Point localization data
=== Begin Enclosure ===
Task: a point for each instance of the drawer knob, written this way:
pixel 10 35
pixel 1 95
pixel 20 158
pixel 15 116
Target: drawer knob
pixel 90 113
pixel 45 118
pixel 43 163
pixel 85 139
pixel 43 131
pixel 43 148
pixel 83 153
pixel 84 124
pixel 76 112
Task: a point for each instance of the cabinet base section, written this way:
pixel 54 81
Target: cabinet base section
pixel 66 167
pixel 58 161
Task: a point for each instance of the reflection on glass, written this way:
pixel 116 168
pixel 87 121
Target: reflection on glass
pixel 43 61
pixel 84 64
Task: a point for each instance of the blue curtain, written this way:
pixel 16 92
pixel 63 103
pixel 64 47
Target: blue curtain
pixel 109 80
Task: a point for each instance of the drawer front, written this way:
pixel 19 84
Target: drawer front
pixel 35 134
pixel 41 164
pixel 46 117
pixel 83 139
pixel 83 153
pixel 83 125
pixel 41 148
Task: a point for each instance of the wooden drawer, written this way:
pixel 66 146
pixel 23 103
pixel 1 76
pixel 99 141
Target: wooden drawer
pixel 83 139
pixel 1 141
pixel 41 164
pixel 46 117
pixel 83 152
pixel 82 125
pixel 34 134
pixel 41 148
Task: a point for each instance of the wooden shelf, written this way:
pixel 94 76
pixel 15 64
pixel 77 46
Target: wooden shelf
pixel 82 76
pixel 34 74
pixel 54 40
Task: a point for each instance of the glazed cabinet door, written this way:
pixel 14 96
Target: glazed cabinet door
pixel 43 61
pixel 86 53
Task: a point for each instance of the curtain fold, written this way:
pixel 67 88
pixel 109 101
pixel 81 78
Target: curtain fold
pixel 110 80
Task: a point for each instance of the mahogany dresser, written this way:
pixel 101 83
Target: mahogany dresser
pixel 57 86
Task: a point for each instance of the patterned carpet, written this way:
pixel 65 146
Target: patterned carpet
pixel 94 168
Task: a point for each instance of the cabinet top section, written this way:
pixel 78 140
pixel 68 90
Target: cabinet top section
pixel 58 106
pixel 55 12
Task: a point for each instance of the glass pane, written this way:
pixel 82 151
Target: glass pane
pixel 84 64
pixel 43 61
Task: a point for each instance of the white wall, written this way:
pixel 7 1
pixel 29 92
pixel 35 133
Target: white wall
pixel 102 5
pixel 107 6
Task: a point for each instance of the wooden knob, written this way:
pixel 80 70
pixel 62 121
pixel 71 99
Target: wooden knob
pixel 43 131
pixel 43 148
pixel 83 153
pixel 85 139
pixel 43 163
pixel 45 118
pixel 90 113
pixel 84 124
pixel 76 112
=== End Enclosure ===
> Try it: What is needed is an exact copy of the lines above, from the one containing "pixel 116 168" through the one containing "pixel 14 96", with nothing added.

> Solution for this exercise:
pixel 116 168
pixel 87 121
Target: reflection on glass
pixel 43 61
pixel 84 64
Task: a point for each instance of the blue curtain, written this way:
pixel 16 92
pixel 63 103
pixel 64 47
Target: blue curtain
pixel 109 80
Task: a point for each instance of the drawer front, written this way:
pixel 19 84
Target: drawer front
pixel 35 134
pixel 41 164
pixel 46 117
pixel 83 139
pixel 83 153
pixel 83 125
pixel 41 148
Task: a point for each instance of the wooden drawer, written this way:
pixel 66 146
pixel 23 103
pixel 1 76
pixel 99 141
Target: wooden drawer
pixel 83 139
pixel 1 141
pixel 41 164
pixel 46 117
pixel 83 152
pixel 82 125
pixel 34 134
pixel 41 148
Task: a point for each instance of the wooden shelf, written this way:
pixel 94 76
pixel 15 64
pixel 77 46
Target: wooden shelf
pixel 82 76
pixel 34 74
pixel 54 40
Task: a point for each instance of the glazed cabinet door, written this way:
pixel 14 96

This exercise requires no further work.